- Stated task -
Quote the data below in full, please, without altering anything.

>> START Given entries

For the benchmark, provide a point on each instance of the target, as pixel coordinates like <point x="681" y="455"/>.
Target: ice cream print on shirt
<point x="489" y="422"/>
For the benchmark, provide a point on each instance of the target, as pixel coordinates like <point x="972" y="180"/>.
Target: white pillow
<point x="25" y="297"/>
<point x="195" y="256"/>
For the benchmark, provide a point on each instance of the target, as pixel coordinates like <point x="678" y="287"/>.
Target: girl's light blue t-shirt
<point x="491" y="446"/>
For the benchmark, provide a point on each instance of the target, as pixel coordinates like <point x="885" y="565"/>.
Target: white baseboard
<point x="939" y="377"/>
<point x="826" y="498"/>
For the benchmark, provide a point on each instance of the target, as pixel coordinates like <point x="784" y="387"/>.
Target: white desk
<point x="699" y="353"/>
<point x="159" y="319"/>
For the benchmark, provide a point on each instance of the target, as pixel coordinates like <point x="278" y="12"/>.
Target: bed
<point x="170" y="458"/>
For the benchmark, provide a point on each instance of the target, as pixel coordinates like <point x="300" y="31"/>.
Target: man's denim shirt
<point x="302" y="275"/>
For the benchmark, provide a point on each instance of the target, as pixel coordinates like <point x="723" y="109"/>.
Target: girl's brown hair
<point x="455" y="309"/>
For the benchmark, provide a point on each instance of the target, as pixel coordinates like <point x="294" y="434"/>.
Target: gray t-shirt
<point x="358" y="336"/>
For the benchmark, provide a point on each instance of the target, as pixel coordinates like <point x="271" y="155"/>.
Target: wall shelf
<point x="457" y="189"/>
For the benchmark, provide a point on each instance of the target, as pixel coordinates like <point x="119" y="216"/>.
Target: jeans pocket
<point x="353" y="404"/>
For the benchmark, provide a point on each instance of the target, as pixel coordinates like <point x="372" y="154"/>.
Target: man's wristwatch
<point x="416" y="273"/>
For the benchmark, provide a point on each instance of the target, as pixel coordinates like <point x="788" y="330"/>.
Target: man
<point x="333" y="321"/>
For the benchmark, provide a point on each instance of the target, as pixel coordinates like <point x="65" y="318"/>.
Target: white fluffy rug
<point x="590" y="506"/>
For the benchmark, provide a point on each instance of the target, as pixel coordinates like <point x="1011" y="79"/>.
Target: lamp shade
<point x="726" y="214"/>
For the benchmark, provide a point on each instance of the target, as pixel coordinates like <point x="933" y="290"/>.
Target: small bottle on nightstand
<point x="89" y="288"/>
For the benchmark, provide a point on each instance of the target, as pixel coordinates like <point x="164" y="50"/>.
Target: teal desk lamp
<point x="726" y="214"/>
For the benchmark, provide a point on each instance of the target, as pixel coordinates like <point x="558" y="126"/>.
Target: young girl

>> END Given entries

- Answer to the exercise -
For the benchmark, provide a point on each instance of the target, as pixel coordinates like <point x="681" y="455"/>.
Target: ice cream print on shirt
<point x="489" y="422"/>
For the benchmark, provide a point on each instance of the target, as pixel coordinates like <point x="972" y="180"/>.
Target: white pillow
<point x="25" y="297"/>
<point x="195" y="256"/>
For the benchmark, provide a point on each instance of the target, as pixel coordinates like <point x="678" y="287"/>.
Target: girl's light blue t-shirt
<point x="491" y="446"/>
For the benchmark, provide a point on each instance of the target, as pixel coordinates like <point x="885" y="565"/>.
Target: white baseboard
<point x="939" y="377"/>
<point x="826" y="498"/>
For the benchmark, provide a point on each instance of the target, as pixel coordinates like <point x="784" y="387"/>.
Target: white desk
<point x="699" y="353"/>
<point x="159" y="319"/>
For the benchmark, provide a point on each instance of the target, as pixel coordinates like <point x="278" y="12"/>.
Target: bed
<point x="170" y="458"/>
For the benchmark, provide a point on each instance of the target, as pixel coordinates like <point x="300" y="31"/>.
Target: man's denim shirt
<point x="302" y="275"/>
For the benchmark, provide a point on each instance of the target, as pixel coordinates like <point x="723" y="109"/>.
Target: girl's brown hair
<point x="455" y="309"/>
For the benchmark, provide a point on each instance of the target, as pixel coordinates like <point x="294" y="434"/>.
Target: gray t-shirt
<point x="358" y="336"/>
For the benchmark, provide a point on each instance of the target, as pixel coordinates like <point x="271" y="155"/>.
Target: wall shelf
<point x="457" y="189"/>
For the benchmark, provide a point on each instance of the target, as pixel coordinates like <point x="119" y="216"/>.
Target: jeans pocket
<point x="353" y="404"/>
For the benchmark, provide a point on each instance of the target, as pixel coordinates like <point x="372" y="154"/>.
Target: man's wristwatch
<point x="416" y="273"/>
For the benchmark, provide a point on each instance of the target, as pixel coordinates like <point x="788" y="330"/>.
Target: man
<point x="333" y="321"/>
For the benchmark, provide a point on each instance of the target, as pixel coordinates like <point x="65" y="318"/>.
Target: white fluffy rug
<point x="590" y="506"/>
For the benchmark, provide a point on each instance of the target, as pixel coordinates like <point x="1011" y="79"/>.
Target: lamp shade
<point x="726" y="214"/>
For the benchmark, provide a point on each instance of the target, as pixel coordinates like <point x="933" y="290"/>.
Target: small bottle on nightstand
<point x="89" y="288"/>
For the benchmark, provide a point on each instance of the target, as pixel coordinates like <point x="164" y="50"/>.
Target: teal desk lamp
<point x="726" y="214"/>
For the benchmark, provide a point on each instance of the target, as pixel coordinates like <point x="558" y="126"/>.
Target: young girl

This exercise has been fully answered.